- **Page excerpt**:
Moon Over Thanksgiving

By the time this appears in print, Artemis will be flying by the moon.

I’m not sure I ever expected to write those words.

NASA has literally been away from the moon longer than I’ve been alive. Not that we’ve utterly forsaken space, of course. Satellites guide our communications and report our weather. Telescopes like the Webb increase our knowledge and our wonder. We’ve seen Earth orbit used for research, for music, even for tourism.

But we haven’t been back to our nearest neighbor since the early ‘70s. Truth is, until recently, we haven’t even had the tools to try.

Now, crewed by dummies (fill in your favorite celebrity joke here), the Artemis I Orion capsule is about to pull within 81 miles of the moon. In astronomical terms, that’s practically buzzing the tower.  It’s exciting stuff.

So naturally, it’s being overshadowed by more terrestrial headlines.

- **Stated exercise A**: Print the Artemis moon column in full, word for word.

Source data
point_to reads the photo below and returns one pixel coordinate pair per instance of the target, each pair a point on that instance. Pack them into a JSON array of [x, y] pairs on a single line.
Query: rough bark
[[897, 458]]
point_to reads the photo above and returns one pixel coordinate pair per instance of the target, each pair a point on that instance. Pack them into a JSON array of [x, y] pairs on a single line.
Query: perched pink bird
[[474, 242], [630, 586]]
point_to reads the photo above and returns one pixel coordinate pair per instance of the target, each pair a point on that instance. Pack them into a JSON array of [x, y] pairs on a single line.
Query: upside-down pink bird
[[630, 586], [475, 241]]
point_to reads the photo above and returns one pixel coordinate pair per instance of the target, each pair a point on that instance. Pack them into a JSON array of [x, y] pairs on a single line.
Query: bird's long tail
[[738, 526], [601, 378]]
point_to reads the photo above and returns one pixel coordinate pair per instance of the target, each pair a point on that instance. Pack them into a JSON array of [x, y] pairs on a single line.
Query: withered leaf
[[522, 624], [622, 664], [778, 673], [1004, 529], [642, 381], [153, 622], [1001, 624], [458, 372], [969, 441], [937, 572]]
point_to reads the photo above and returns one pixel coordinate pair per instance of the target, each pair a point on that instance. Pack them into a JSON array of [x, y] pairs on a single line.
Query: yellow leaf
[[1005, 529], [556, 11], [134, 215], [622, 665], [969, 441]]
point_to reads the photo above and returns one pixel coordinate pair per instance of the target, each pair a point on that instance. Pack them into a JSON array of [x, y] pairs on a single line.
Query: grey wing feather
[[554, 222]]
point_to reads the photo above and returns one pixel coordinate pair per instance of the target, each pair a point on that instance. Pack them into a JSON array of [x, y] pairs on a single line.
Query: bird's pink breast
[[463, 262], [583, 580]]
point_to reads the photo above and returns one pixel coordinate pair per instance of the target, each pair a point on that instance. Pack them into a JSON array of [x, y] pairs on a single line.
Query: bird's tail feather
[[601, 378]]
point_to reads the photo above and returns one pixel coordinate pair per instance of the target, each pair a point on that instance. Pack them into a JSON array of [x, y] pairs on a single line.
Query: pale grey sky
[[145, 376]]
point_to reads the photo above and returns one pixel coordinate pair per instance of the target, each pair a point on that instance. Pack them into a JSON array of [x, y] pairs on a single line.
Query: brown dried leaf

- **Stated exercise B**: Arrange the rows as a Markdown table with the columns n and Line, giving each line's number and its text and leaving out blank lines. Cover only the part of the rows that opens with the first row and closes with the row containing "[[554, 222]]", including both ends.

- **Written solution A**:
Moon Over Thanksgiving

By the time this appears in print, Artemis will be flying by the moon.

I’m not sure I ever expected to write those words.

NASA has literally been away from the moon longer than I’ve been alive. Not that we’ve utterly forsaken space, of course. Satellites guide our communications and report our weather. Telescopes like the Webb increase our knowledge and our wonder. We’ve seen Earth orbit used for research, for music, even for tourism.

But we haven’t been back to our nearest neighbor since the early ‘70s. Truth is, until recently, we haven’t even had the tools to try.

Now, crewed by dummies (fill in your favorite celebrity joke here), the Artemis I Orion capsule is about to pull within 81 miles of the moon. In astronomical terms, that’s practically buzzing the tower.  It’s exciting stuff.

So naturally, it’s being overshadowed by more terrestrial headlines.

- **Written solution B**:
| n | Line |
|---|---|
| 1 | point_to reads the photo below and returns one pixel coordinate pair per instance of the target, each pair a point on that instance. Pack them into a JSON array of [x, y] pairs on a single line. |
| 2 | Query: rough bark |
| 3 | [[897, 458]] |
| 4 | point_to reads the photo above and returns one pixel coordinate pair per instance of the target, each pair a point on that instance. Pack them into a JSON array of [x, y] pairs on a single line. |
| 5 | Query: perched pink bird |
| 6 | [[474, 242], [630, 586]] |
| 7 | point_to reads the photo above and returns one pixel coordinate pair per instance of the target, each pair a point on that instance. Pack them into a JSON array of [x, y] pairs on a single line. |
| 8 | Query: upside-down pink bird |
| 9 | [[630, 586], [475, 241]] |
| 10 | point_to reads the photo above and returns one pixel coordinate pair per instance of the target, each pair a point on that instance. Pack them into a JSON array of [x, y] pairs on a single line. |
| 11 | Query: bird's long tail |
| 12 | [[738, 526], [601, 378]] |
| 13 | point_to reads the photo above and returns one pixel coordinate pair per instance of the target, each pair a point on that instance. Pack them into a JSON array of [x, y] pairs on a single line. |
| 14 | Query: withered leaf |
| 15 | [[522, 624], [622, 664], [778, 673], [1004, 529], [642, 381], [153, 622], [1001, 624], [458, 372], [969, 441], [937, 572]] |
| 16 | point_to reads the photo above and returns one pixel coordinate pair per instance of the target, each pair a point on that instance. Pack them into a JSON array of [x, y] pairs on a single line. |
| 17 | Query: yellow leaf |
| 18 | [[1005, 529], [556, 11], [134, 215], [622, 665], [969, 441]] |
| 19 | point_to reads the photo above and returns one pixel coordinate pair per instance of the target, each pair a point on that instance. Pack them into a JSON array of [x, y] pairs on a single line. |
| 20 | Query: grey wing feather |
| 21 | [[554, 222]] |